▶ **Problem description**: Whenever a line below includes the string "person", show it.

(Point-per-instance localization data)
********************

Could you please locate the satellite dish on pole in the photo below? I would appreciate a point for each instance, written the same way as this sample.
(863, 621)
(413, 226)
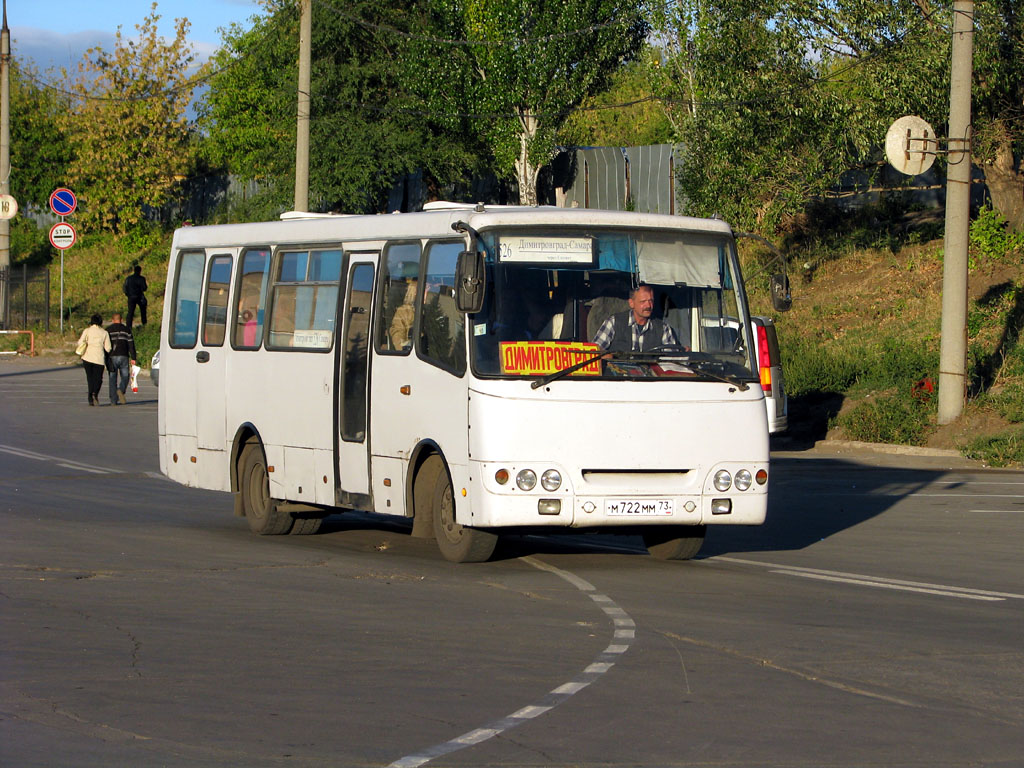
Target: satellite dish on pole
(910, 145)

********************

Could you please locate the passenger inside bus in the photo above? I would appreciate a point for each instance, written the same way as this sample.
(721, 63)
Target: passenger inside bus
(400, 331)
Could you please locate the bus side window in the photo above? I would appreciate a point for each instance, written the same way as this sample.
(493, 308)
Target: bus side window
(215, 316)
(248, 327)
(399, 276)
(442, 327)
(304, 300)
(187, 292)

********************

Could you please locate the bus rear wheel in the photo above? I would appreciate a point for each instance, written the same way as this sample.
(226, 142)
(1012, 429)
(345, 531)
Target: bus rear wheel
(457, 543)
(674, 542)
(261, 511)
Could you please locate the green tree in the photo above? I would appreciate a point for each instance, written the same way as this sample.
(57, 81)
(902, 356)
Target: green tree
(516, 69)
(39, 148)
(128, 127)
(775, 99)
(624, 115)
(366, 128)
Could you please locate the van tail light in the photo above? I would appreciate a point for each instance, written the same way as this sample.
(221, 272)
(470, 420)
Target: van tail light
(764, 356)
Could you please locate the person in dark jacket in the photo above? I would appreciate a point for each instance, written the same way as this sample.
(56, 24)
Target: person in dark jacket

********************

▶ **Result for this exercise**:
Could you please locate the person in dark jacket in the photo above? I would appreciate a point for each instance, written the same way as this sample.
Target: person in dark jacket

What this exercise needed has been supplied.